* [PROVIDED MATERIAL]
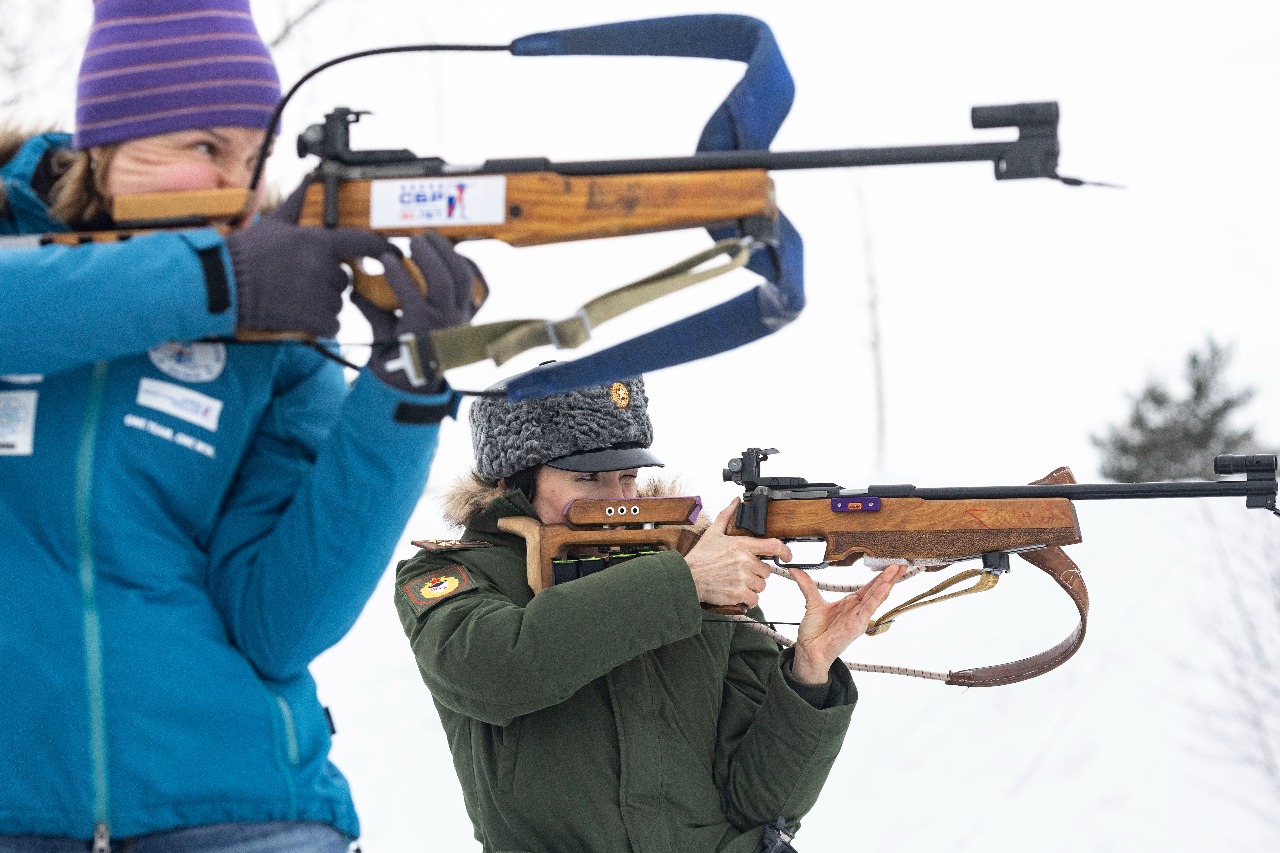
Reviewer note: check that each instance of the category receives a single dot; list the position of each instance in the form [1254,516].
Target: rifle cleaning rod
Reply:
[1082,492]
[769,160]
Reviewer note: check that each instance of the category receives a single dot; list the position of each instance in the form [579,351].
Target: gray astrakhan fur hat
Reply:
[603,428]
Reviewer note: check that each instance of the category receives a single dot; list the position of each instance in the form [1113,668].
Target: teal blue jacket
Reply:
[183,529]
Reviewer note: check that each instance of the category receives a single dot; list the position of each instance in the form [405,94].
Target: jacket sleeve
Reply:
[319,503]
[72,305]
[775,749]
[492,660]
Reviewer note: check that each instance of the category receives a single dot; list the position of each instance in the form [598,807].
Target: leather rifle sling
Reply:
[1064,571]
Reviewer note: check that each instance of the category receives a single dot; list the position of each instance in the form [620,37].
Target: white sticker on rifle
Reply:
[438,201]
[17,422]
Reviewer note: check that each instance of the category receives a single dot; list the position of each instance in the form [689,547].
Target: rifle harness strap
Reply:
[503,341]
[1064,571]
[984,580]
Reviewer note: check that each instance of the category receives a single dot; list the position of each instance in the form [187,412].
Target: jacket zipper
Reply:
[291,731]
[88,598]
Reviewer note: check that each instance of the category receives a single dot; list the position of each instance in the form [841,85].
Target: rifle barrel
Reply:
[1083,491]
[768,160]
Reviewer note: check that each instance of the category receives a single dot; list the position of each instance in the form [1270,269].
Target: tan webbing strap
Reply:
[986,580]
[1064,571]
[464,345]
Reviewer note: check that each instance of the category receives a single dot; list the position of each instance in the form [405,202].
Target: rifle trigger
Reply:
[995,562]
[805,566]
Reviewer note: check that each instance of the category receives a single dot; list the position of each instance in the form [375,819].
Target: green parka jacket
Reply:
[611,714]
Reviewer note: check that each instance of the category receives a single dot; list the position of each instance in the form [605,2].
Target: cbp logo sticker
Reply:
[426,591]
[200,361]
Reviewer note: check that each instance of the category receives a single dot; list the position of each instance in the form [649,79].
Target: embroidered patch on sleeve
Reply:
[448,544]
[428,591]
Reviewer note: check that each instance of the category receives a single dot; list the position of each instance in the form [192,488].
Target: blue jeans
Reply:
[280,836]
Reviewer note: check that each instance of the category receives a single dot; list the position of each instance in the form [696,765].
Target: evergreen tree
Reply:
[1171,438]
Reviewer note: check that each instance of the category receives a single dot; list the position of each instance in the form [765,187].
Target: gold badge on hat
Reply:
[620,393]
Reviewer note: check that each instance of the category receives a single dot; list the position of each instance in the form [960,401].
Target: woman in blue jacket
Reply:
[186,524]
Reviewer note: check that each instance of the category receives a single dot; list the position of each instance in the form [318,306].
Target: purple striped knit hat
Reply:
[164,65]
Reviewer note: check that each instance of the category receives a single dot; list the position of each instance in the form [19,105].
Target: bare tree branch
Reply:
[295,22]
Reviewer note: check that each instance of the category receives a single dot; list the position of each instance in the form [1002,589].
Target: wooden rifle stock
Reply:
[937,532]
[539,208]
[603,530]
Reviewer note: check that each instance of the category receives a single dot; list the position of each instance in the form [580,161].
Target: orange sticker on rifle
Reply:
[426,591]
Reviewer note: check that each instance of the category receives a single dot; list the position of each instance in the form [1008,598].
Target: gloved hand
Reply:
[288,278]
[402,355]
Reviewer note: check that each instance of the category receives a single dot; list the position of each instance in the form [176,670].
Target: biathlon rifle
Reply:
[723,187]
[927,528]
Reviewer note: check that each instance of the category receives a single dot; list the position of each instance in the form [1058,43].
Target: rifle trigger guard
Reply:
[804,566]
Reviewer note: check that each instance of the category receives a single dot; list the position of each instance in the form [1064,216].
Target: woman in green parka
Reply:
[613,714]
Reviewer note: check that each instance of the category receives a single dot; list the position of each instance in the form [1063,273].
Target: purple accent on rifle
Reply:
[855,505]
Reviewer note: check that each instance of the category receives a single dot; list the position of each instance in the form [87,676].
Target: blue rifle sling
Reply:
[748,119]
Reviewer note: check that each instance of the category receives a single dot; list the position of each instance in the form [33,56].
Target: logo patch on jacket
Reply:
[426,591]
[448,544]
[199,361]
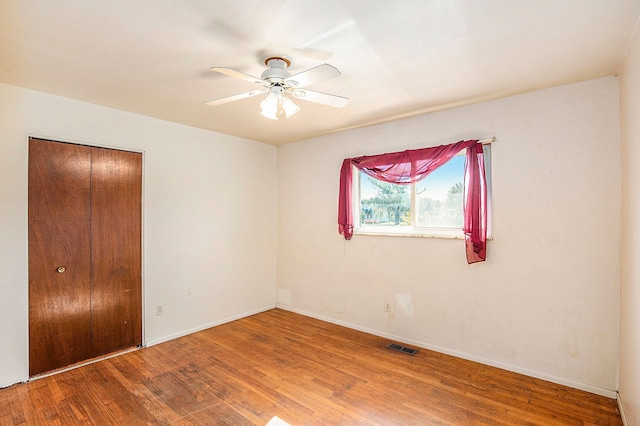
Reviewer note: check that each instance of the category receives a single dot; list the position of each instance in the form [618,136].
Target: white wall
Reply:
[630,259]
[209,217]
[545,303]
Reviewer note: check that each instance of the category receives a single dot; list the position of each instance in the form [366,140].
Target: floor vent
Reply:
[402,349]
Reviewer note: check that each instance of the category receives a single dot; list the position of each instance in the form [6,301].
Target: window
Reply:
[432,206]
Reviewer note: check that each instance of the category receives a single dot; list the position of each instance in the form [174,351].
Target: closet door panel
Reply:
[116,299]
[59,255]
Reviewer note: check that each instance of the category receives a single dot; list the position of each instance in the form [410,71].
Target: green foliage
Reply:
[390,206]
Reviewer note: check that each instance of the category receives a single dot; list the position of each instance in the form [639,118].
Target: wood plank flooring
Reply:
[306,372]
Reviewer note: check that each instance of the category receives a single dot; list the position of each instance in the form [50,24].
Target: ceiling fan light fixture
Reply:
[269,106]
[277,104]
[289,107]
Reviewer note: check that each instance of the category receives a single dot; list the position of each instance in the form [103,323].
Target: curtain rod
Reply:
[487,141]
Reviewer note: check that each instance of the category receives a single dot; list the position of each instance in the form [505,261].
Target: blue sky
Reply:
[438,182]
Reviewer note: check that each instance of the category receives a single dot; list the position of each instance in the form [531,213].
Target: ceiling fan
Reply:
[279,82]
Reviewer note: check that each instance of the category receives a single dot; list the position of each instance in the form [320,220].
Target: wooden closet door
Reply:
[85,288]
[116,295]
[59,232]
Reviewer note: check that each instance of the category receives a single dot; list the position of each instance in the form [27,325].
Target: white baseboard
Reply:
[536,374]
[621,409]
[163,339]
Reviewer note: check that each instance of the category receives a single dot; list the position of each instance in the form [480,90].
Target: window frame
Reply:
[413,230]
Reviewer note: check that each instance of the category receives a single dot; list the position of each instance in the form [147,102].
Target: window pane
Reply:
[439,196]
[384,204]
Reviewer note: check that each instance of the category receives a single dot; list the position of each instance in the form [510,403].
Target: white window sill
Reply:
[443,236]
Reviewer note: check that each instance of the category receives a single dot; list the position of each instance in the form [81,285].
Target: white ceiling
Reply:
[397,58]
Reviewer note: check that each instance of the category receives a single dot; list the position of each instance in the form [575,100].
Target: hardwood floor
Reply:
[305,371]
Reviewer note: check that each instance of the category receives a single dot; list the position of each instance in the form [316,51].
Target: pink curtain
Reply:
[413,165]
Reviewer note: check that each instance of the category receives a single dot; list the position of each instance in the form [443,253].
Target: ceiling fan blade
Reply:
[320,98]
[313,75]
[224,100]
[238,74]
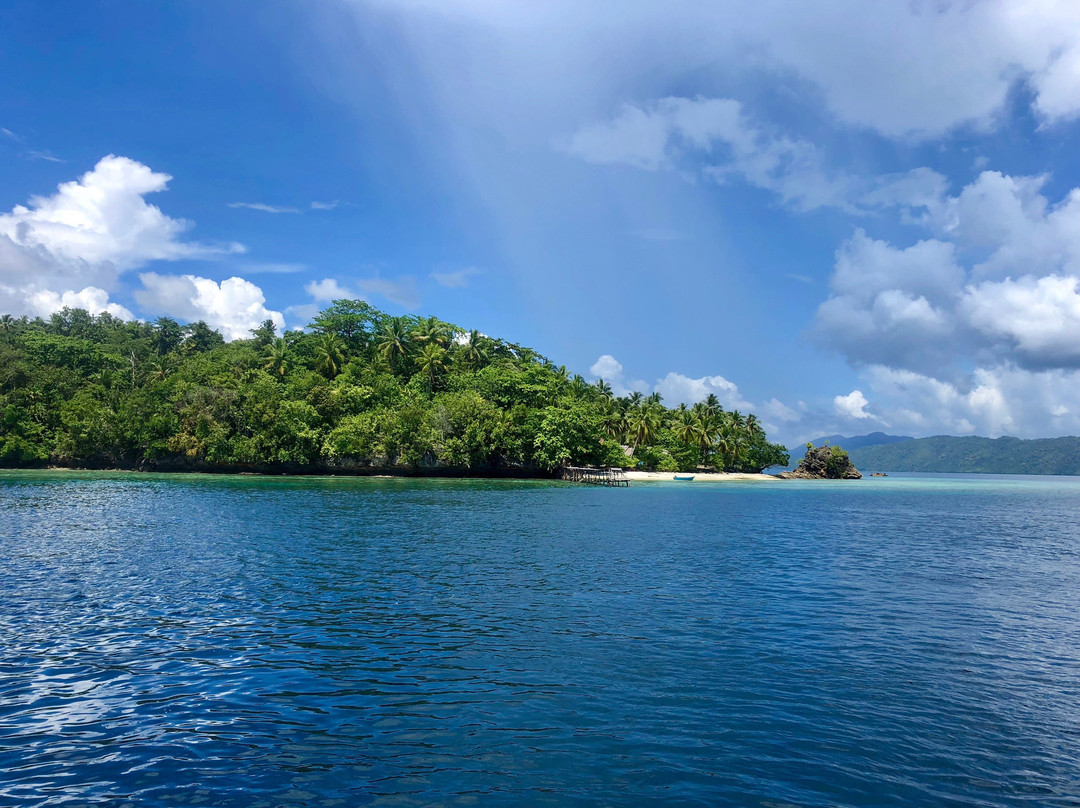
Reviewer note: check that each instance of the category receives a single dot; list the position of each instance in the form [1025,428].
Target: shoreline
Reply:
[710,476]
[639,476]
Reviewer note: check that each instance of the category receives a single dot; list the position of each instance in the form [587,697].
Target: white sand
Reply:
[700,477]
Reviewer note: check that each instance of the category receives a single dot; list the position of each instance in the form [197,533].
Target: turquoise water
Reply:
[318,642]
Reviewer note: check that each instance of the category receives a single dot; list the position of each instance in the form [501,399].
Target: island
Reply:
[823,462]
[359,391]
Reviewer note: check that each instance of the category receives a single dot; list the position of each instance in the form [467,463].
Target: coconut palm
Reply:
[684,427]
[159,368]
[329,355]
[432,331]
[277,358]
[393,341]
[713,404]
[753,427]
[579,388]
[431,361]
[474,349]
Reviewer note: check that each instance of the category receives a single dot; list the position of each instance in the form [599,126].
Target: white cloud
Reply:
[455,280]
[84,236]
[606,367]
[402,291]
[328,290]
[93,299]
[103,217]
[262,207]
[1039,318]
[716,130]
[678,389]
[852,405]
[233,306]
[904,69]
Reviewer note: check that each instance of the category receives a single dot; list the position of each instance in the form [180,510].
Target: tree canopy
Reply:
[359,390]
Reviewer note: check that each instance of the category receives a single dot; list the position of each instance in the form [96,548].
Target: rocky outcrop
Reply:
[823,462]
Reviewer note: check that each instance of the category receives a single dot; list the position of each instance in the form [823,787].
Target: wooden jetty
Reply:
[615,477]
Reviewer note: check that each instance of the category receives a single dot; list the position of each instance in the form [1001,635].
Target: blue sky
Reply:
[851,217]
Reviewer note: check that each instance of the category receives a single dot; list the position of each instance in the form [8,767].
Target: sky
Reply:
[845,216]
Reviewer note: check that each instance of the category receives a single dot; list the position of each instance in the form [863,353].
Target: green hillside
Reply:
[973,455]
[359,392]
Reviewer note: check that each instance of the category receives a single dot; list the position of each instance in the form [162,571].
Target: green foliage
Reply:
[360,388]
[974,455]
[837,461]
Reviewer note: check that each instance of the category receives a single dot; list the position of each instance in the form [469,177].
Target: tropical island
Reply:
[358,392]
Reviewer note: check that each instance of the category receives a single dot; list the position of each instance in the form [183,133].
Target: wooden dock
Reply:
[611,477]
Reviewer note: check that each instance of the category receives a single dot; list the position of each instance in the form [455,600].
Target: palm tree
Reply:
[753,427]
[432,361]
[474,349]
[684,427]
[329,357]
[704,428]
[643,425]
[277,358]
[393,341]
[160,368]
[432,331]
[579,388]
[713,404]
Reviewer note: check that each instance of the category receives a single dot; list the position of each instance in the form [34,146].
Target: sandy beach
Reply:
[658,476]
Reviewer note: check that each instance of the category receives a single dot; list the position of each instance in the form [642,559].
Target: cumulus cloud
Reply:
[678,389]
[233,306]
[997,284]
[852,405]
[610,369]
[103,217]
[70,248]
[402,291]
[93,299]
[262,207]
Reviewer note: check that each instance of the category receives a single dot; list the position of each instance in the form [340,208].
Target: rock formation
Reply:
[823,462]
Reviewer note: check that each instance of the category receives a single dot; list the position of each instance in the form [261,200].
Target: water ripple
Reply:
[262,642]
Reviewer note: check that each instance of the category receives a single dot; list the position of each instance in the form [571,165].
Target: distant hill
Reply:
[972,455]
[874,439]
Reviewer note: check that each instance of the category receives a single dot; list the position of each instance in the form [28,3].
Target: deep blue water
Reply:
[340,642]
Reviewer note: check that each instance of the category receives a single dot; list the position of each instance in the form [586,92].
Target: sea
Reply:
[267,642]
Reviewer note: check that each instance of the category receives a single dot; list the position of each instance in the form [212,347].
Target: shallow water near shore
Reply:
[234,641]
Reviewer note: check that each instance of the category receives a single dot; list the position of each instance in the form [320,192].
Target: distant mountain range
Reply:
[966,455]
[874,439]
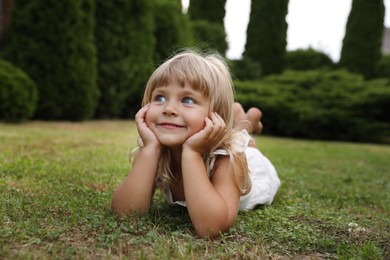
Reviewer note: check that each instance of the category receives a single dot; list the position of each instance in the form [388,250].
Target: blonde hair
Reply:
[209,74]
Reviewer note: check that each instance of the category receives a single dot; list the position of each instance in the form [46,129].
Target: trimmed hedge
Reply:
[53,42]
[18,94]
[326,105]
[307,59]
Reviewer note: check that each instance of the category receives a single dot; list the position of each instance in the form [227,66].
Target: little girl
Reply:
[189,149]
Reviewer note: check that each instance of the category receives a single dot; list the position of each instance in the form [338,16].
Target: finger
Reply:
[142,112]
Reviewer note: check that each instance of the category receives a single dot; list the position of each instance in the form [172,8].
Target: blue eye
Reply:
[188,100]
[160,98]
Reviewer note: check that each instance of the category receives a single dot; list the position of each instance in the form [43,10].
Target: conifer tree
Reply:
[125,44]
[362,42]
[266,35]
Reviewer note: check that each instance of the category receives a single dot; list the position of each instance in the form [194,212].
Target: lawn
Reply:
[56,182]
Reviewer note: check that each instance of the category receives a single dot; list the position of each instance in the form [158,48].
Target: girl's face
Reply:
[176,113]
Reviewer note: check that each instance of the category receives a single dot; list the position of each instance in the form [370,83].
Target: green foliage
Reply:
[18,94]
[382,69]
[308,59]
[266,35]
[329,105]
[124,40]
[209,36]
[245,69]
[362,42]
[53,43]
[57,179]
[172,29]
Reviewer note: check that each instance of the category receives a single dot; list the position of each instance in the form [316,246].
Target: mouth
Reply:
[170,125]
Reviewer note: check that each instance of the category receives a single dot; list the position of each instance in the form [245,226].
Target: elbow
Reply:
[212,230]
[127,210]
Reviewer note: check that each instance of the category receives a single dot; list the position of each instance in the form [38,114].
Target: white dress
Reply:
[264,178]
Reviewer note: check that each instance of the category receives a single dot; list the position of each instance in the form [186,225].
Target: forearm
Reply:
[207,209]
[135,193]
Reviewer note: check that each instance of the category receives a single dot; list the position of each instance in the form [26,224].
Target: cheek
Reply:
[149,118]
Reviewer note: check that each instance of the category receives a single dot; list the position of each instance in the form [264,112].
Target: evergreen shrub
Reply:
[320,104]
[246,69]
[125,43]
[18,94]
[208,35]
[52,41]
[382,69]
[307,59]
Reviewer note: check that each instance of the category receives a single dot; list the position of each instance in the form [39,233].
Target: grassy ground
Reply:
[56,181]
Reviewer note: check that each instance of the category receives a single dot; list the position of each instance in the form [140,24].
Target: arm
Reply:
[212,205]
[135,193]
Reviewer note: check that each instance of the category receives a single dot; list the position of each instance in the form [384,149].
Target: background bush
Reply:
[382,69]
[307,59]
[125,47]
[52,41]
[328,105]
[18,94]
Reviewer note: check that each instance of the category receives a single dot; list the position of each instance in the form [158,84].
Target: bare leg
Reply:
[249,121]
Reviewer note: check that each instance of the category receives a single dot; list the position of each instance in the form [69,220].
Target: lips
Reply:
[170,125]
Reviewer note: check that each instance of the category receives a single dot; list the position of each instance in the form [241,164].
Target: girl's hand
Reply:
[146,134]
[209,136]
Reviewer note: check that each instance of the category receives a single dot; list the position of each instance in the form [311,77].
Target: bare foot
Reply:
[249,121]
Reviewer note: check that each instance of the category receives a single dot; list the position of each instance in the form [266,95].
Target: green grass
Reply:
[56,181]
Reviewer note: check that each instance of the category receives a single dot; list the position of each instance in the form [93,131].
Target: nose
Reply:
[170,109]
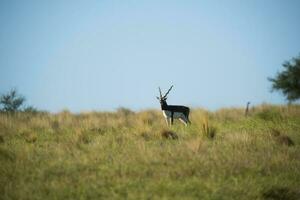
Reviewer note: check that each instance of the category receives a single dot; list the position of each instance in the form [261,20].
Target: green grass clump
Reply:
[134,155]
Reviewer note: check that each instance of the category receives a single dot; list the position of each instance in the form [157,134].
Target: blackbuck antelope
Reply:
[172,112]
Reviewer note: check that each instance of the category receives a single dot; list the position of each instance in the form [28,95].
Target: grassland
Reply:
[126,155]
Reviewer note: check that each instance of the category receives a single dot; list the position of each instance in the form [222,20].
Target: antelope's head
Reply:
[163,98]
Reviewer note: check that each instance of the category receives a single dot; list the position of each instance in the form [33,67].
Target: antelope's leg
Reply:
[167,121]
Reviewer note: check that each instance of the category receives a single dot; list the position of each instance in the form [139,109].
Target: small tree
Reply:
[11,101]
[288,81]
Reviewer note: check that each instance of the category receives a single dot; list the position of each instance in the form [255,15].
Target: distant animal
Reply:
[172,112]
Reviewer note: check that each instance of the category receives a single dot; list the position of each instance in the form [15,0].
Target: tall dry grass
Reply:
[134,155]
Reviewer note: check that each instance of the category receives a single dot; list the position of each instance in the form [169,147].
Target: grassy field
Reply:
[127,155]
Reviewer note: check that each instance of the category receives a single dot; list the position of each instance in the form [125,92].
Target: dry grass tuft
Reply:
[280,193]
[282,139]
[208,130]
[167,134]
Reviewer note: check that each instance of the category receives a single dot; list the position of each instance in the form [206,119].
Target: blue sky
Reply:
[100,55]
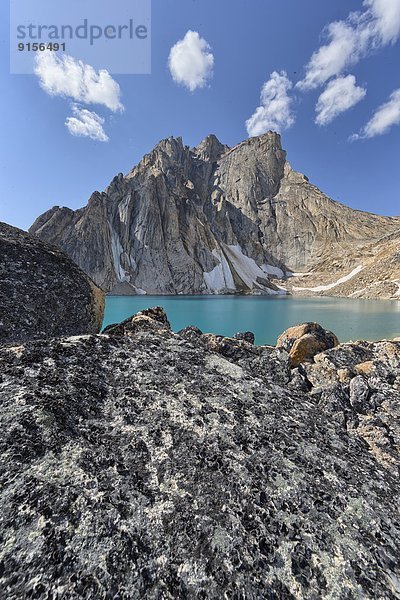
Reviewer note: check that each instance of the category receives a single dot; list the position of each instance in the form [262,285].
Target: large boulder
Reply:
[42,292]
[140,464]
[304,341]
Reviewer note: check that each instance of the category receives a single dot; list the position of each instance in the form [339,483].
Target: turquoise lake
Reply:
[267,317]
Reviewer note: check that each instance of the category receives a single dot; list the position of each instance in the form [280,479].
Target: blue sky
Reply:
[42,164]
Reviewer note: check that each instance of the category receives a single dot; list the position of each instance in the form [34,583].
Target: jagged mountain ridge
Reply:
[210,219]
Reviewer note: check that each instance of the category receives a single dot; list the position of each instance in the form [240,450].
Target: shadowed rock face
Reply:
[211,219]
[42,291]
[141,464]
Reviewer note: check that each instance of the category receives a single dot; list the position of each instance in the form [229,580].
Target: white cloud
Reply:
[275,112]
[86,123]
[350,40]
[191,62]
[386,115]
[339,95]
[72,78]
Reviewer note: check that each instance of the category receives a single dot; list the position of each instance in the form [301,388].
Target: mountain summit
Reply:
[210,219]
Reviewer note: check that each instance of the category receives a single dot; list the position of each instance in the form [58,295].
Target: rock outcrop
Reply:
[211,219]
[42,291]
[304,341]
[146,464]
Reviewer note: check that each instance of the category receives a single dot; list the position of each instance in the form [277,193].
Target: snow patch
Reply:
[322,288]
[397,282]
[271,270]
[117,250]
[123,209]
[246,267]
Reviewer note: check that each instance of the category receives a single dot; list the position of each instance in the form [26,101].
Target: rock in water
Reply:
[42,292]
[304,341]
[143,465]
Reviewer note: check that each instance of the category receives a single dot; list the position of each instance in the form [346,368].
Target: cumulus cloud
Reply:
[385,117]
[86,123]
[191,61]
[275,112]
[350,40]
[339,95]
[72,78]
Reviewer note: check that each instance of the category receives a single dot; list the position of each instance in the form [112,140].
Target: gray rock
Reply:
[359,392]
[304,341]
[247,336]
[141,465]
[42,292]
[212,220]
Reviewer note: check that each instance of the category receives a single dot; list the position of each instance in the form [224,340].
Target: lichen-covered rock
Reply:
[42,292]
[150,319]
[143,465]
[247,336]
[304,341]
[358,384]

* [WORK REQUIRED] Please quote exactly the lines from the one containing "the form [26,101]." through the last line of the records above, both included, and nothing else.

* [ANSWER]
Reviewer note: check that each instance of the category receives a single dot; list the position of each instance in the form [26,101].
Target: rock in water
Reply:
[42,292]
[304,341]
[143,465]
Reviewer note: check that each instance of the category receives a single dot; list the position of each instance in the form [346,368].
Target: cumulus cloud
Reply:
[385,117]
[86,123]
[191,61]
[275,112]
[350,40]
[339,95]
[72,78]
Reviewer note: check that each instance of the category receives a single dot; list the position of each instance in the form [112,140].
Target: gray rock
Reply:
[359,392]
[304,341]
[247,336]
[141,465]
[42,292]
[212,220]
Reviewer note: check that each instance of the category receives a single dot; list the position of each instance in the form [224,340].
Target: lichen-covered rock
Reply:
[42,292]
[150,319]
[143,465]
[247,336]
[304,341]
[358,384]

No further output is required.